Lines of data
▬▬▬▬▬▬▬▬▬▬
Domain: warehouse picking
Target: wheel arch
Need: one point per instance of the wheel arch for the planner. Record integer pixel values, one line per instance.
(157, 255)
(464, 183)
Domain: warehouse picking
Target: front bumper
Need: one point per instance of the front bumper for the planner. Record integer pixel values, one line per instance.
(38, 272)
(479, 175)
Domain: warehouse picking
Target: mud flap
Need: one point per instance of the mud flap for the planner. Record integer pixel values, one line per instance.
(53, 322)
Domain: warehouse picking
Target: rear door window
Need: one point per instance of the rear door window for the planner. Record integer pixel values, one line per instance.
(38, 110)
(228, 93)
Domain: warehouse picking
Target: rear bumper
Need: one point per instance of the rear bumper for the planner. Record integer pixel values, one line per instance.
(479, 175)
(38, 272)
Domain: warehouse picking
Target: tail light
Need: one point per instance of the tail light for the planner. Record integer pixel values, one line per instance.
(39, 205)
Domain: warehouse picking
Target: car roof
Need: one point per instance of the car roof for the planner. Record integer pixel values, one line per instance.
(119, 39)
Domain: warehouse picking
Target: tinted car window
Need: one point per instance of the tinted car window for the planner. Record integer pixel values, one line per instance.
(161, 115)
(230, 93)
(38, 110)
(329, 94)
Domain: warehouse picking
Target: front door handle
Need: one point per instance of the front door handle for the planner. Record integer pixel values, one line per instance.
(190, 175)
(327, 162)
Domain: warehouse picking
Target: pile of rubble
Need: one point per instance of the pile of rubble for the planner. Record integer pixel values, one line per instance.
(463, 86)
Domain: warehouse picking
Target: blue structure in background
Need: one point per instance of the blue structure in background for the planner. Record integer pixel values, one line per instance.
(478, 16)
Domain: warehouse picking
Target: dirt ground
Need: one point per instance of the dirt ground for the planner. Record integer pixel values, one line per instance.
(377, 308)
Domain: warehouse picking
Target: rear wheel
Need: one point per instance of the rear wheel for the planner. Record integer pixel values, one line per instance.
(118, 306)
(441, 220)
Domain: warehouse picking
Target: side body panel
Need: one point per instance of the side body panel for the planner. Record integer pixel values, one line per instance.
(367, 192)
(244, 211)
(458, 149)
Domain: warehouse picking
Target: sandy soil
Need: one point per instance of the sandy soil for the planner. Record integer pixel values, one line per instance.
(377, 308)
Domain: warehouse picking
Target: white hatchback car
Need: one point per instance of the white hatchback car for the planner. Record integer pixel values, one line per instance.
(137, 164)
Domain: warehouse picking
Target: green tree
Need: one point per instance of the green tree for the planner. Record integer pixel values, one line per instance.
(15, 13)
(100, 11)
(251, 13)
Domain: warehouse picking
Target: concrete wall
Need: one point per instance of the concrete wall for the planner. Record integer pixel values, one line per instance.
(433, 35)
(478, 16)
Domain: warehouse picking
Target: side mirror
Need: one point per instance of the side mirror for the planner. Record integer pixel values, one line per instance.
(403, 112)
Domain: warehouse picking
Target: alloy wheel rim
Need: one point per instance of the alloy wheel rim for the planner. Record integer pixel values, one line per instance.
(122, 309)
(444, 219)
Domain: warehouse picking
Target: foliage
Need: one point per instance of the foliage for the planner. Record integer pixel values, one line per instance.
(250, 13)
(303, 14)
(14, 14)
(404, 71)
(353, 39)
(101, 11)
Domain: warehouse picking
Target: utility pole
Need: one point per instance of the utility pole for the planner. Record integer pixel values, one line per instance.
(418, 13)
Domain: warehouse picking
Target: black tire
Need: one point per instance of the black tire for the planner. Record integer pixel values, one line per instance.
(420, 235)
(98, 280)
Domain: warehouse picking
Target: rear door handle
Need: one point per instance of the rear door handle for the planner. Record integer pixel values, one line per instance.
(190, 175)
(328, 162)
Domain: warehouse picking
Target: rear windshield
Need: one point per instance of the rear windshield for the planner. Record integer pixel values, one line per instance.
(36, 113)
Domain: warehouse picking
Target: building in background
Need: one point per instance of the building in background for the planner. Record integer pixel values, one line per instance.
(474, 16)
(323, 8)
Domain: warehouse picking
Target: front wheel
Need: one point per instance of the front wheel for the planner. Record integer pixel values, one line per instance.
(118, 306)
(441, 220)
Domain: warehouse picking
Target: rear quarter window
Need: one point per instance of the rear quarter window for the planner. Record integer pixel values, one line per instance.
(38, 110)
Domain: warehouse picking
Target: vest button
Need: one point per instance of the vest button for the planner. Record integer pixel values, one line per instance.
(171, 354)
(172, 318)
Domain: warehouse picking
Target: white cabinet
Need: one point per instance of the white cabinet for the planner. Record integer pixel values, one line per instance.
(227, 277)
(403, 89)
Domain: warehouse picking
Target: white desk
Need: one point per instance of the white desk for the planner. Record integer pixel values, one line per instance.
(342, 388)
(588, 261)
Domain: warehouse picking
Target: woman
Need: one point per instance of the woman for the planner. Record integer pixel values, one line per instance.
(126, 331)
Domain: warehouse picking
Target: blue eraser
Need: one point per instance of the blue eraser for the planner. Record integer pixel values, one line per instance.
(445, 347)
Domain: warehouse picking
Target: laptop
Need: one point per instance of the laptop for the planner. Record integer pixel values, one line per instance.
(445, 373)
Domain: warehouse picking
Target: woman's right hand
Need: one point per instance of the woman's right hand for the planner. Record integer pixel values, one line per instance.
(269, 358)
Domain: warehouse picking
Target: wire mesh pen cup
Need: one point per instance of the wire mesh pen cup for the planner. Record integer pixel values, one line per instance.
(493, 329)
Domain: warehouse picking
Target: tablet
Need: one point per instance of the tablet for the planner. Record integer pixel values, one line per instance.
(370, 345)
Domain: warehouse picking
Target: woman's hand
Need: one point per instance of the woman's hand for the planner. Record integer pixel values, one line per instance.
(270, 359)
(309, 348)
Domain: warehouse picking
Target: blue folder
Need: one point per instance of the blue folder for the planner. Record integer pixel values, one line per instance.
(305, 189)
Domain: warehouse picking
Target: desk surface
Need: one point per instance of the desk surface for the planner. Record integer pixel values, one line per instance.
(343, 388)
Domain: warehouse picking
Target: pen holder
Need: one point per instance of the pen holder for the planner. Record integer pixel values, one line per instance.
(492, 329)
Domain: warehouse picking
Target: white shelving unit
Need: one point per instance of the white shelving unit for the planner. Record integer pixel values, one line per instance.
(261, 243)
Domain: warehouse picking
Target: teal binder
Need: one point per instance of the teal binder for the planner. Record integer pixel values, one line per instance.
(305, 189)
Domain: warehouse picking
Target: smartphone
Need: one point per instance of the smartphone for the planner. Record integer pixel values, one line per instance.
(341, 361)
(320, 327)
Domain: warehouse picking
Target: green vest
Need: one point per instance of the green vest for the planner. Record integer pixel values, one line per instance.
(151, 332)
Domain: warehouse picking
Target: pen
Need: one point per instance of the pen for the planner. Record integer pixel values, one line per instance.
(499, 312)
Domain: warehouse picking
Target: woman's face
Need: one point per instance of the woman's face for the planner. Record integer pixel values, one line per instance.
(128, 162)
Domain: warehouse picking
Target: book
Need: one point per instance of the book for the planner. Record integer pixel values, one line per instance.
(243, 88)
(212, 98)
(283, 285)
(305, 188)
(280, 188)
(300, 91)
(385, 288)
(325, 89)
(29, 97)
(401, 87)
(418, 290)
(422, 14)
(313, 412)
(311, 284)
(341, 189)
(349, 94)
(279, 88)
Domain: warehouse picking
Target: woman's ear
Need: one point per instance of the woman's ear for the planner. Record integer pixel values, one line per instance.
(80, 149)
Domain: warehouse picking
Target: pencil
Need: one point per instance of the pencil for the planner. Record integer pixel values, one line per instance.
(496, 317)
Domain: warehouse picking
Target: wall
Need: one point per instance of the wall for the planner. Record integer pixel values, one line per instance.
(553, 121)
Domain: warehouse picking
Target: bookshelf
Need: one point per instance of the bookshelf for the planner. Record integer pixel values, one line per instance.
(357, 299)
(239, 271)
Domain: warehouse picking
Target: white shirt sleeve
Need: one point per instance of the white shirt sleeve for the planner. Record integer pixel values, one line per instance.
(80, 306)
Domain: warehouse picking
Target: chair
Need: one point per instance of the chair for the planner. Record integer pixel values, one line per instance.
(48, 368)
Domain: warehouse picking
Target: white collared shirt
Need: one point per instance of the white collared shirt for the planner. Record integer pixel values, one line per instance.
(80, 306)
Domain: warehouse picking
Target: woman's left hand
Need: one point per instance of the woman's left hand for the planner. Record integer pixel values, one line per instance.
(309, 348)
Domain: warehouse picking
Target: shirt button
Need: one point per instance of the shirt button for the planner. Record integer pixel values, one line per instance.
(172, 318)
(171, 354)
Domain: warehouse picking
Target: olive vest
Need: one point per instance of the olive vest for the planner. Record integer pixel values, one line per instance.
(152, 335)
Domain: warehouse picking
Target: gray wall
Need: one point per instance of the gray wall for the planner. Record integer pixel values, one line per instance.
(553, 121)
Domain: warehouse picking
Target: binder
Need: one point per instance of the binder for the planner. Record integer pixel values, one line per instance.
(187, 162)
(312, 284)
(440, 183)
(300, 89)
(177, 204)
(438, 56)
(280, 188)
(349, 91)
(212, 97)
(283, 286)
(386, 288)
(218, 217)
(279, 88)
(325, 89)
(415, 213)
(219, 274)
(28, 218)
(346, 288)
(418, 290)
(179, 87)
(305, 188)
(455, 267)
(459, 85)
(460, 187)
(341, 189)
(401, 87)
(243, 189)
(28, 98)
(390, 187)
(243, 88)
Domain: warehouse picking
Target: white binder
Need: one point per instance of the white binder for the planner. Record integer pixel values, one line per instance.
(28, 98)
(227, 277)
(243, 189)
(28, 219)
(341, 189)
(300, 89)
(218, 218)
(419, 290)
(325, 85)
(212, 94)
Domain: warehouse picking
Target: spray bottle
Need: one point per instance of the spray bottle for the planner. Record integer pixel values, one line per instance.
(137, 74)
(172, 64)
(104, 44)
▬▬▬▬▬▬▬▬▬▬
State how many lines of the items contain the string "teal", counting case-sensitive matches only. Give only the number.

2